═══ Extracted data ═══

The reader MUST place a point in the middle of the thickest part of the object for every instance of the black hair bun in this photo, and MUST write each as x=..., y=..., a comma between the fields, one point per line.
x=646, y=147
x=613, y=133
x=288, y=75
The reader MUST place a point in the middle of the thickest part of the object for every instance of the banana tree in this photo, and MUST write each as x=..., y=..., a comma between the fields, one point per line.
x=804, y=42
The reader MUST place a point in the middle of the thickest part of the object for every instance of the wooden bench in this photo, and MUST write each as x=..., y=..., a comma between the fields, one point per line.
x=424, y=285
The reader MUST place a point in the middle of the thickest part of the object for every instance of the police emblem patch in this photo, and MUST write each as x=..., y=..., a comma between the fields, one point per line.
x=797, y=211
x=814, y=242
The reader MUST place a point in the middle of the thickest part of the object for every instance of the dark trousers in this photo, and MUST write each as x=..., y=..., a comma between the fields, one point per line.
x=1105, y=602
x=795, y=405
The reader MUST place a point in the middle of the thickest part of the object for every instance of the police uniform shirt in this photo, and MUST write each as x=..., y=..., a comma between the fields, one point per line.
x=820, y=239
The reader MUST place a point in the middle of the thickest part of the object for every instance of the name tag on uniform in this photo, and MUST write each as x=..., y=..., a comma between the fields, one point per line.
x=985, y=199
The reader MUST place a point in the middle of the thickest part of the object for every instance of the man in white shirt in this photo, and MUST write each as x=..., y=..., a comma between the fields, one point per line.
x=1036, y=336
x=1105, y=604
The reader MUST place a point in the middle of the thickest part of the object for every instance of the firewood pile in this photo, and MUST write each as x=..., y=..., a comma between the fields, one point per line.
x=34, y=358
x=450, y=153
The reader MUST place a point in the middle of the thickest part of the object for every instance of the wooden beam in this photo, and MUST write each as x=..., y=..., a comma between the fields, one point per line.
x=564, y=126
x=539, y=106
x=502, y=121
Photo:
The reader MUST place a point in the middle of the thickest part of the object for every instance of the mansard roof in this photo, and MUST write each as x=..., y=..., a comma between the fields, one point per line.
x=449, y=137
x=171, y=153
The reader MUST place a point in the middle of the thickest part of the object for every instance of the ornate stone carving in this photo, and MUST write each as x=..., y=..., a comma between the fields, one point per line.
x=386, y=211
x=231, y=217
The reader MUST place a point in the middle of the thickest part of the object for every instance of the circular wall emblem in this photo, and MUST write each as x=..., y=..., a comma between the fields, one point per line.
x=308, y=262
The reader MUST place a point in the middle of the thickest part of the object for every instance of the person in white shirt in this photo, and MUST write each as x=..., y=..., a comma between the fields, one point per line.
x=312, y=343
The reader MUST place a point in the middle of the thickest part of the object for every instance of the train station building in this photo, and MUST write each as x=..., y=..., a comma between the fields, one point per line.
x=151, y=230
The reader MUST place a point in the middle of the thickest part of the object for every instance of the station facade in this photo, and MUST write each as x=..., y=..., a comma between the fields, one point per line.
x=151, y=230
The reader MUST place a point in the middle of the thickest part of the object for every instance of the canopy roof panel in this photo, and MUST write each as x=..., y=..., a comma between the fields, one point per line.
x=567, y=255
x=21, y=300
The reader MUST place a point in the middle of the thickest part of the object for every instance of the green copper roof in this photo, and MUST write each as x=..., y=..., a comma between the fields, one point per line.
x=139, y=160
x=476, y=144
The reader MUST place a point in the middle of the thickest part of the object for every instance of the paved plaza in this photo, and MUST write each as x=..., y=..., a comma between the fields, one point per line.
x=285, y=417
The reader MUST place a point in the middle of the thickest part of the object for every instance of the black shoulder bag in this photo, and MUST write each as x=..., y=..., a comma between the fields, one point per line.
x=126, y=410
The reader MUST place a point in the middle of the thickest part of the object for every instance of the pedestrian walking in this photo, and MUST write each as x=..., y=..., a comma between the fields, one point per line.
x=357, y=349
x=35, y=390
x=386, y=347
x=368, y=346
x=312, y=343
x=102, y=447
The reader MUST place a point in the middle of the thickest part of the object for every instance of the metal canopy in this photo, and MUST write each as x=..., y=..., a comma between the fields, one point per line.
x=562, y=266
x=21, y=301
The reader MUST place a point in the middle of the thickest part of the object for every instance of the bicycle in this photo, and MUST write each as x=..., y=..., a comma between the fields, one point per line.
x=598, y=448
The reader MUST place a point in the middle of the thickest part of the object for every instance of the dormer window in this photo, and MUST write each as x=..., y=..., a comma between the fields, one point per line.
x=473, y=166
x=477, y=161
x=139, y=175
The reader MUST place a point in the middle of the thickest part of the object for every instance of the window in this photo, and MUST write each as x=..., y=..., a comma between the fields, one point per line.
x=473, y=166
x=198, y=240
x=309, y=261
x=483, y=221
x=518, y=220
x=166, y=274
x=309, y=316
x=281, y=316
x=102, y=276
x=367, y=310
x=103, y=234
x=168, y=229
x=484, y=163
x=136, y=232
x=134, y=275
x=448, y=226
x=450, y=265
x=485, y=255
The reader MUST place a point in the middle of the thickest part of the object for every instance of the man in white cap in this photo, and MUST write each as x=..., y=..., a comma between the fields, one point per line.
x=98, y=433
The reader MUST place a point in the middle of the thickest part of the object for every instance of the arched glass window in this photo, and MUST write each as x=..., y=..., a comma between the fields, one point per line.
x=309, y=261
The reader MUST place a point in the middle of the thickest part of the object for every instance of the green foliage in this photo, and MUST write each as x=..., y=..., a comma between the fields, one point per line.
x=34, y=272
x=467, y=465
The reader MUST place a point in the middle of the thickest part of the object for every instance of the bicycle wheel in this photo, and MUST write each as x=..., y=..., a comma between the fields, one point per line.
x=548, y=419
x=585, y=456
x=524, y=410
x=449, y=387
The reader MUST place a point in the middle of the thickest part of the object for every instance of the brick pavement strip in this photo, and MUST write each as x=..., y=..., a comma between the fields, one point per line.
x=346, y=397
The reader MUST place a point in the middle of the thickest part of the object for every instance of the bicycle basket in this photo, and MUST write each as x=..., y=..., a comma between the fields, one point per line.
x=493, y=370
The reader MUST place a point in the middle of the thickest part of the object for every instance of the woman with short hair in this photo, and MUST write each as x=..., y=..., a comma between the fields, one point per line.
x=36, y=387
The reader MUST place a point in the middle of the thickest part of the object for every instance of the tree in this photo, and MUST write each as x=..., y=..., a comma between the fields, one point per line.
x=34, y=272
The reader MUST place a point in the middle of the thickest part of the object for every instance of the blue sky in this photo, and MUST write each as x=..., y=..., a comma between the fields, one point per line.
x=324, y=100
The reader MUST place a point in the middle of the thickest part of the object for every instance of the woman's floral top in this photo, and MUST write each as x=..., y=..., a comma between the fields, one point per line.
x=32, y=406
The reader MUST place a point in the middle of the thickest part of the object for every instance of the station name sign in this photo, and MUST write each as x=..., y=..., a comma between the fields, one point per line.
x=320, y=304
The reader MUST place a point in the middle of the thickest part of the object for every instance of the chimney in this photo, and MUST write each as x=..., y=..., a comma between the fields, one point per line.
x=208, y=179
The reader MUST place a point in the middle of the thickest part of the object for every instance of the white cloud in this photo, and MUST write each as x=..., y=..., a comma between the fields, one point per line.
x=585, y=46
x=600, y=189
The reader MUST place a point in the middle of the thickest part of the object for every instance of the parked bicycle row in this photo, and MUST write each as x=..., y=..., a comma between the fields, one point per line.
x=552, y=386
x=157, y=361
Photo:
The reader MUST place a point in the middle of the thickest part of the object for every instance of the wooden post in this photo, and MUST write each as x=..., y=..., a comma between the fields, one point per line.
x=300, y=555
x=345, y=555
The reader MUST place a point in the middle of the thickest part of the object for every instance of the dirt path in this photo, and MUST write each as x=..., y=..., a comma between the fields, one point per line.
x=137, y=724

═══

* **What to produce**
Copy all of the data above again, swapping "thickest part" for "widest part" wherever it appears and leaving everything else the same.

* **Full output**
The reader MUST place a point in the middle of the widest part of the object for every instance of the black hair bun in this photo, and MUST write each as x=..., y=..., a comma between the fields, one point per line.
x=646, y=147
x=613, y=133
x=288, y=75
The reader MUST place a point in the middle of the widest part of the object for every instance of the banana tree in this photo, and MUST write each as x=..., y=..., a comma between the fields, one point per line.
x=804, y=42
The reader MUST place a point in the middle of the widest part of the object for every instance of the wooden bench in this photo, and MUST write each as x=..., y=..., a comma between the fields, one point per line.
x=424, y=285
The reader MUST place a point in the middle of the widest part of the object for every instance of the police emblem patch in this photo, and MUST write each as x=..., y=..., a comma between the fields, one point per line.
x=797, y=211
x=814, y=242
The reader MUST place a point in the middle of the widest part of the object for every instance of the dark trousers in this photo, and MUST write each as x=..., y=..., a comma between the fields, one point per line.
x=1105, y=602
x=795, y=405
The reader MUST place a point in the middle of the widest part of the object for every instance of the police uniform shirt in this photo, and MUST write each as x=..., y=..., a comma between the fields, one point per line.
x=820, y=239
The reader MUST place a point in the middle of the widest part of the object for every instance of the name tag on uniform in this photo, and MUST write each as x=..., y=..., a comma between the fields, one point per line.
x=985, y=199
The reader MUST place a point in the middle of the widest part of the object for every instance of the man in white shirt in this photo, and MUST write each as x=..., y=..., a comma between the fields, one point per line.
x=1036, y=336
x=1105, y=604
The reader MUST place a point in the middle of the widest part of the object for every instance of the firewood pile in this photo, and MUST write each as x=..., y=..., a comma between the fields, one point per line.
x=34, y=358
x=450, y=153
The reader MUST place a point in the middle of the widest part of the object for every instance of the wooden beam in this photo, and MUST write each as x=..., y=..., a comma between the fields, one point per line.
x=564, y=126
x=539, y=106
x=502, y=121
Photo:
The reader MUST place a point in the middle of the widest part of the object for every instance of the mansard roof in this photo, and MUST write each as x=..., y=..., a comma between the fields, one point per line.
x=449, y=137
x=171, y=153
The reader MUST place a point in the middle of the widest part of the object for every instance of the ornate stone carving in this photo, and MUST write each as x=..., y=..., a comma between the fields, one point per line.
x=386, y=211
x=231, y=217
The reader MUST place a point in the middle of the widest part of the object for every instance of the circular wall emblem in this photo, and MUST write each as x=..., y=..., a comma between the fields, one point per line.
x=308, y=262
The reader MUST place a point in the middle of the widest part of the object for every instance of the person in white shirt in this photo, and MUST write each as x=..., y=..., a comma between the fields, one point per line.
x=312, y=343
The reader MUST place a point in the middle of the widest part of the object for every instance of the train station building in this photo, and MUST write each as x=..., y=..., a comma between the fields, one point per line.
x=151, y=230
The reader MUST place a point in the middle of the widest part of the object for every instance of the station facade in this photo, and MUST write each as x=..., y=..., a comma between the fields, one point per line.
x=151, y=230
The reader MUST place a point in the middle of the widest part of the object for every instance of the canopy roof panel in this photo, and MUST write each as x=..., y=..., a comma between the fields, one point per line.
x=567, y=255
x=21, y=300
The reader MUST place a point in the middle of the widest part of the object for every instance of the green copper roof in this photo, and MUST write each as x=..., y=..., a comma between the fields, one point per line.
x=139, y=160
x=476, y=144
The reader MUST place a point in the middle of the widest part of the object for every instance of the paved plaza in this photo, and MUST write each as x=..., y=..., a comma between the fields, one point per line.
x=285, y=417
The reader MUST place a point in the middle of the widest part of the object for every instance of the black shoulder bag in this photo, and MUST write each as x=..., y=..., a comma between the fields, one point per line.
x=126, y=410
The reader MUST place a point in the middle of the widest part of the object for every instance of the pedestrian walking in this photo, and MUST write each as x=..., y=..., a comma between the fields, one point per line.
x=357, y=349
x=35, y=390
x=386, y=347
x=368, y=346
x=312, y=343
x=102, y=447
The reader MUST place a point in the middle of the widest part of the object for every instance of the metal canopy in this photo, and MUST write each as x=..., y=..., a comma between the fields, one point per line.
x=562, y=266
x=21, y=301
The reader MUST place a point in the middle of the widest part of the object for every instance of the bicycle in this photo, and MUST write each as x=..., y=..., a comma between the fields, one point per line.
x=598, y=448
The reader MUST place a point in the middle of the widest part of the object for every instance of the dormer window in this photo, and MUST write each as x=..., y=..., a comma between the fields, one point per line.
x=473, y=166
x=477, y=161
x=139, y=175
The reader MUST place a point in the middle of the widest part of the object for every instance of the window in this photo, and MUST write each as x=..., y=..., a comma between the fields, one point per line.
x=473, y=166
x=198, y=240
x=309, y=261
x=483, y=221
x=518, y=220
x=166, y=274
x=309, y=316
x=281, y=316
x=102, y=276
x=367, y=310
x=103, y=234
x=168, y=229
x=484, y=163
x=136, y=232
x=134, y=275
x=448, y=226
x=450, y=265
x=485, y=255
The reader MUST place a point in the middle of the widest part of the object for every instance of the man in white cap in this photo, and MUST write each as x=..., y=..., a comma between the fields, one point per line.
x=98, y=433
The reader MUST place a point in the middle of the widest part of the object for every instance of the arched glass window in this photo, and MUST write each as x=..., y=..., a comma between the fields, one point per line.
x=309, y=261
The reader MUST place a point in the middle of the widest part of the object for every instance of the green foliage in this photo, and MUST write each as x=..., y=..., a comma between the fields, one point per line.
x=34, y=272
x=467, y=465
The reader MUST place a point in the middle of the widest part of the object for every instance of the bicycle wheel in this photo, and MUST write each as x=..., y=..., a comma between the fields, one point per line.
x=548, y=419
x=585, y=456
x=524, y=410
x=449, y=387
The reader MUST place a point in the middle of the widest part of the object for every instance of the brick pavement strip in this photo, and MUST write each as x=..., y=..., a comma between the fields, one point per line.
x=346, y=397
The reader MUST place a point in the middle of the widest part of the object for every instance of the bicycle basket in this photo, and MUST write each as x=..., y=..., a comma between the fields, one point per line.
x=493, y=370
The reader MUST place a point in the middle of the widest part of the object for every instance of the woman with short hair in this photo, and MUST write each as x=..., y=..., a comma between the fields, one point per line.
x=36, y=387
The reader MUST place a point in the middle of the widest part of the object for every instance of the tree in this photo, and MUST write each as x=..., y=..., a comma between the fields, one point per line.
x=34, y=272
The reader MUST place a point in the middle of the widest part of the object for every instance of the blue sky in this photo, and MUST write each as x=..., y=..., a comma between the fields, one point per line.
x=324, y=100
The reader MUST place a point in the middle of the widest part of the object for every instance of the woman's floral top in this photo, and MUST write each as x=..., y=..., a comma between the fields, one point per line.
x=32, y=406
The reader MUST place a point in the middle of the widest part of the object for every instance of the station name sign in this photo, and MUST write each as x=..., y=..., a comma between the fields, one point per line.
x=320, y=304
The reader MUST place a point in the middle of the widest part of the object for every instance of the chimney in this photo, and MUST write each as x=..., y=..., a comma between the fields, one point per line.
x=208, y=179
The reader MUST place a point in the middle of the widest part of the object for every instance of the white cloud in this photo, and MUST write each as x=..., y=..., a comma between the fields, one point per line.
x=585, y=46
x=600, y=189
The reader MUST place a point in the middle of the widest part of the object for every instance of the parked bicycle row in this photo, and MUST write each as x=..., y=..., a comma between the fields, one point per line.
x=552, y=386
x=157, y=361
Photo:
The reader MUST place a point in the middle of the widest part of the object for every instance of the wooden post in this photo, and MUST write each as x=..., y=..., a comma between the fields, one point per line.
x=300, y=555
x=345, y=555
The reader MUST place a point in the middle of the widest part of the object for every instance of the dirt path in this photo, and MUST write each as x=..., y=..., a comma between the fields, one point per line.
x=137, y=724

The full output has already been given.